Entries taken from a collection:
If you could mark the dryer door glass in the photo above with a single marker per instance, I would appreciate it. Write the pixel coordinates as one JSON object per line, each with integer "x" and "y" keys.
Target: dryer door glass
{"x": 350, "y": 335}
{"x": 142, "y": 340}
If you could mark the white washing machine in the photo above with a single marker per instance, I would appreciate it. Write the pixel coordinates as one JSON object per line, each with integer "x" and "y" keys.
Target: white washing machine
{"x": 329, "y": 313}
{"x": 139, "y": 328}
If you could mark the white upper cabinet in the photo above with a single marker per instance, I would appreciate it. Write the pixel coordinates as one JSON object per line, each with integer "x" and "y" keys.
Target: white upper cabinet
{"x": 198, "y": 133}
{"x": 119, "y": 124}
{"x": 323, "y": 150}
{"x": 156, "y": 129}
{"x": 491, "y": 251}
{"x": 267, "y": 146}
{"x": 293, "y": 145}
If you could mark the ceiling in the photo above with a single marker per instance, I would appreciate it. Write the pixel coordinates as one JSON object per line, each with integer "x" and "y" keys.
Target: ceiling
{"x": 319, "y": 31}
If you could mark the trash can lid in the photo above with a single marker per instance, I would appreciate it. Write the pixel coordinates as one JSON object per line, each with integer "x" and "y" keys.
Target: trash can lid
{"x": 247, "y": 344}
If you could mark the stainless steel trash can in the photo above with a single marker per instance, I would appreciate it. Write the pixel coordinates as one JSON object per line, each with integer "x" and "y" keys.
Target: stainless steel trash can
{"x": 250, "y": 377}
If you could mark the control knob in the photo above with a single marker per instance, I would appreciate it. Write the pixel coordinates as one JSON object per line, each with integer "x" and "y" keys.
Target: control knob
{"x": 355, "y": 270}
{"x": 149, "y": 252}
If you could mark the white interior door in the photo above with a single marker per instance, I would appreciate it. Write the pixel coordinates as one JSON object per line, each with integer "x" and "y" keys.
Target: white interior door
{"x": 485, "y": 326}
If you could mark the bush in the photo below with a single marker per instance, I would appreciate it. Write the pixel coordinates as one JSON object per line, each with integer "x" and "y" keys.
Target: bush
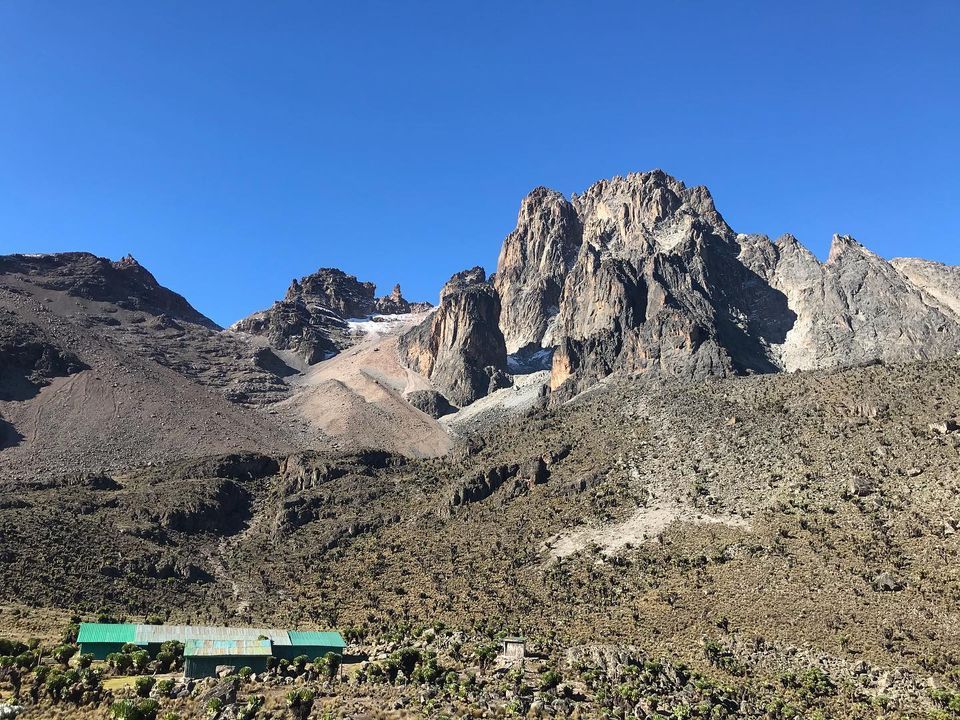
{"x": 249, "y": 711}
{"x": 124, "y": 710}
{"x": 12, "y": 647}
{"x": 56, "y": 684}
{"x": 143, "y": 685}
{"x": 486, "y": 654}
{"x": 63, "y": 653}
{"x": 328, "y": 665}
{"x": 120, "y": 662}
{"x": 148, "y": 709}
{"x": 428, "y": 670}
{"x": 131, "y": 710}
{"x": 164, "y": 687}
{"x": 214, "y": 706}
{"x": 141, "y": 659}
{"x": 550, "y": 679}
{"x": 300, "y": 702}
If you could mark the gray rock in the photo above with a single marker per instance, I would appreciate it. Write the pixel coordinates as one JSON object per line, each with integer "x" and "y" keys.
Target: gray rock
{"x": 460, "y": 346}
{"x": 431, "y": 402}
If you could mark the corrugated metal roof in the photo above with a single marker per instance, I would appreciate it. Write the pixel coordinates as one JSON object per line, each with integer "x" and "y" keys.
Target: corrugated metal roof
{"x": 227, "y": 648}
{"x": 325, "y": 639}
{"x": 107, "y": 633}
{"x": 147, "y": 634}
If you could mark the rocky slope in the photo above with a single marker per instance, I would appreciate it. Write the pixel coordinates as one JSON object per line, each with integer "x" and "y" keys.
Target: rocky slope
{"x": 459, "y": 347}
{"x": 100, "y": 366}
{"x": 534, "y": 261}
{"x": 311, "y": 320}
{"x": 653, "y": 279}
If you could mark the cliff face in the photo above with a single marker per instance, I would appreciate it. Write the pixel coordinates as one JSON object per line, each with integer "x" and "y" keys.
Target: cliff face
{"x": 460, "y": 347}
{"x": 641, "y": 273}
{"x": 312, "y": 318}
{"x": 533, "y": 263}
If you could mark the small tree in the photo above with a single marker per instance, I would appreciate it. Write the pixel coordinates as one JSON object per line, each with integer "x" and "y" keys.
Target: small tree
{"x": 140, "y": 660}
{"x": 300, "y": 702}
{"x": 300, "y": 663}
{"x": 125, "y": 710}
{"x": 143, "y": 685}
{"x": 63, "y": 653}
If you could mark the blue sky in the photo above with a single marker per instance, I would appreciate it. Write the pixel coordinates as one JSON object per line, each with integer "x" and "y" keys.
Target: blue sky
{"x": 231, "y": 146}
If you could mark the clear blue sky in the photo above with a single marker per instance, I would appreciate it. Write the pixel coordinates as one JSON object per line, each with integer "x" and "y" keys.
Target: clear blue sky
{"x": 231, "y": 146}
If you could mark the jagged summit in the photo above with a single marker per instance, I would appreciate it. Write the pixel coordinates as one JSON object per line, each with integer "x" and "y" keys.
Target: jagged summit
{"x": 124, "y": 282}
{"x": 640, "y": 273}
{"x": 311, "y": 320}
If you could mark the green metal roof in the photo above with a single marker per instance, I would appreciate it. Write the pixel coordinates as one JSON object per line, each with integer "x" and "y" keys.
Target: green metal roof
{"x": 107, "y": 633}
{"x": 148, "y": 634}
{"x": 227, "y": 648}
{"x": 155, "y": 634}
{"x": 323, "y": 639}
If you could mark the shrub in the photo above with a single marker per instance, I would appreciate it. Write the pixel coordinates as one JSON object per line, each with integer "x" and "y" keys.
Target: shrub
{"x": 140, "y": 659}
{"x": 300, "y": 702}
{"x": 164, "y": 687}
{"x": 56, "y": 683}
{"x": 120, "y": 662}
{"x": 148, "y": 709}
{"x": 249, "y": 711}
{"x": 428, "y": 671}
{"x": 63, "y": 653}
{"x": 124, "y": 710}
{"x": 407, "y": 659}
{"x": 550, "y": 679}
{"x": 12, "y": 647}
{"x": 328, "y": 665}
{"x": 486, "y": 654}
{"x": 143, "y": 685}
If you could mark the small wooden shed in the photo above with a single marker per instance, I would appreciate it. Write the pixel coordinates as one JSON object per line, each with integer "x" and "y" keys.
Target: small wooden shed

▸ **What is required**
Filter the data above by the word "wooden" and copy every line that matches.

▸ **Result for this exercise**
If you could mark the small wooden shed in the photo above with a single marker per instance, I would appreciate it. Write the pixel coordinates as one JSON object per line, each with integer "x" and "y" keys.
Target: small wooden shed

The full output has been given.